* _EXERCISE PROMPT_
Would you repeat the whole listing exactly, pictures excluded?

* _INPUT DATA_
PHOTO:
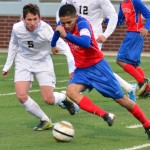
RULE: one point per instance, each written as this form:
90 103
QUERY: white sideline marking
6 94
134 126
137 147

* _ANSWER_
PHOTO:
RULE: one point per instance, each written as this form:
90 103
QUERY: white sideline marking
6 94
134 126
137 147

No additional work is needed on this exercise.